EXERCISE INSTRUCTIONS: The full listing below should be printed word for word.
*** SUPPLIED DATA ***
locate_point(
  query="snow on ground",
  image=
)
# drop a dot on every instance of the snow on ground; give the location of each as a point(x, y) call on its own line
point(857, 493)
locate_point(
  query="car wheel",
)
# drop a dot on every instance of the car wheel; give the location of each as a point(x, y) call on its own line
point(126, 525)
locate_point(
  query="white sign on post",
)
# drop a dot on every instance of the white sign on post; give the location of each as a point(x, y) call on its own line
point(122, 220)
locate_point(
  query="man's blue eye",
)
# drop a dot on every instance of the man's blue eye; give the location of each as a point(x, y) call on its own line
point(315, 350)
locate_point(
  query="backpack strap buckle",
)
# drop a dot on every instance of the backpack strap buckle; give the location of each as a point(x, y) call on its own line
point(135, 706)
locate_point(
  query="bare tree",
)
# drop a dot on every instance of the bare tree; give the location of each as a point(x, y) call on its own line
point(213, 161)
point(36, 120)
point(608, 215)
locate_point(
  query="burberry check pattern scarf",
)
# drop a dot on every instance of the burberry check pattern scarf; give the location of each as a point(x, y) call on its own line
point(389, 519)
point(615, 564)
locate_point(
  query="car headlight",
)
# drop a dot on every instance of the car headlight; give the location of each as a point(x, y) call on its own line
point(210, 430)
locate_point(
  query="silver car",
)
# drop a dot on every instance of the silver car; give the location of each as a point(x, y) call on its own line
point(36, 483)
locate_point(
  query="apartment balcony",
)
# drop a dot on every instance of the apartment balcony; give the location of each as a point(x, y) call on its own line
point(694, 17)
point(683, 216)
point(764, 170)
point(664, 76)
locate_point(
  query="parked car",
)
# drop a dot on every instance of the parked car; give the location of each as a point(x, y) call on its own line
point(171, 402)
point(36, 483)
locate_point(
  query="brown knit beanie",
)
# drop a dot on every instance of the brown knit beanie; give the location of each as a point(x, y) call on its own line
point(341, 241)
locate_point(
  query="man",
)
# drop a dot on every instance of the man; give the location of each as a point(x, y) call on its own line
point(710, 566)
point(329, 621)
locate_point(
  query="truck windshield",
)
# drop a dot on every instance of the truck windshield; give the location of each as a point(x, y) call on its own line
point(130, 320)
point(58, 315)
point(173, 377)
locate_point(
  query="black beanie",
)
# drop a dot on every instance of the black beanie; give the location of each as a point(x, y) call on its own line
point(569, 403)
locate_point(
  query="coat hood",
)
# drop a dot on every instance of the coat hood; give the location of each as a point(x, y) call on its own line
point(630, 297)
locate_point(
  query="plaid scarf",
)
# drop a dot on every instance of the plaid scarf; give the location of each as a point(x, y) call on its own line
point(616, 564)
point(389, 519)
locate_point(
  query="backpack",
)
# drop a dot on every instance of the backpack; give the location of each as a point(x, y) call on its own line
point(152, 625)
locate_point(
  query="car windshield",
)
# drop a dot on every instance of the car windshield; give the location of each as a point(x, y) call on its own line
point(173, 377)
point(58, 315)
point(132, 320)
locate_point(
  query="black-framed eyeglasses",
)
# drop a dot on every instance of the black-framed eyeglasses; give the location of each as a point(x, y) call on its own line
*** End of SUPPLIED DATA ***
THE ANSWER:
locate_point(
  query="snow on ground",
  image=
)
# drop a dot on every instance of the snow on ground; give the location of each as a point(x, y) call on its own line
point(857, 493)
locate_point(
  query="car wheel",
)
# drop a dot on every instance of the car wheel; give the location of each as a point(x, y) call on its own line
point(126, 525)
locate_point(
  query="white sign on post",
)
# drop a dot on every instance of the white sign on post; give the location of each as a point(x, y) call on its own line
point(122, 220)
locate_point(
  query="man's blue eye",
)
# drop a dot on every instance of the man's blue eye; give the location of each as a point(x, y) call on its own line
point(315, 350)
locate_point(
  query="backpack strap buckle",
)
# drop a dot on every instance of the backpack strap buckle; give the location of each as a point(x, y) call on its own line
point(135, 706)
locate_point(
  query="bare tree",
)
# drop a dot on every instance of the bare tree; give the location of each as a point(x, y) call on its own line
point(213, 161)
point(36, 120)
point(608, 215)
locate_point(
  query="burberry check pattern scarf",
)
# drop a dot on every instance of the burberry check pattern scarf; give the location of each as a point(x, y) call on its own line
point(389, 519)
point(615, 564)
locate_point(
  query="car headlight",
)
# drop a dot on every instance of the car headlight; give the location of each as a point(x, y) call on its own line
point(210, 430)
locate_point(
  query="silver car",
)
# drop a dot on every instance of the silver car; give the location of each as a point(x, y) call on its own line
point(36, 483)
locate_point(
  query="apartment balcony",
)
# drop a dot on every instance of the apartment balcony; give the location of each as a point(x, y) call on its own line
point(694, 17)
point(683, 216)
point(764, 170)
point(664, 76)
locate_point(
  query="parked car",
)
# drop a dot on every instance of the parked car; give the location of each as a point(x, y) call on its own line
point(171, 402)
point(36, 483)
locate_point(
  query="brown knit beanie",
)
# drop a dot on every instance of the brown knit beanie; give the location of each as a point(x, y) call on its own line
point(341, 241)
locate_point(
  query="man",
)
# drop a dot on every instance of the man; give the location of each as a point(x, y) call on its own line
point(710, 566)
point(329, 621)
locate_point(
  query="truck windshield",
)
# drop a dot on every instance of the truck windshield; give the location of each as a point(x, y) call on its own line
point(130, 320)
point(58, 315)
point(173, 377)
locate_point(
  query="black beanie",
)
# drop a dot on every instance of the black beanie; give the location of each as a point(x, y) call on its own line
point(569, 403)
locate_point(
  query="coat hood",
)
# drop a dot on every instance of the coat hood; give the location of each as a point(x, y) call on its own line
point(630, 297)
locate_point(
  query="plaid scarf",
)
# drop a dot on every instance of the plaid scarf; give the location of each as a point(x, y) call on its own line
point(616, 564)
point(389, 519)
locate_point(
  query="backpack",
)
# drop a dot on every instance of the backpack; give the location of each as a point(x, y) call on its own line
point(152, 625)
locate_point(
  query="car windshield",
)
# drop a dot on every instance of the car windshield; give the location of each as a point(x, y) call on its own line
point(173, 377)
point(58, 315)
point(132, 320)
locate_point(
  query="black-framed eyeglasses",
)
# drop a dot on every instance of the black-framed eyeglasses; give the location of each as a point(x, y) call on its own line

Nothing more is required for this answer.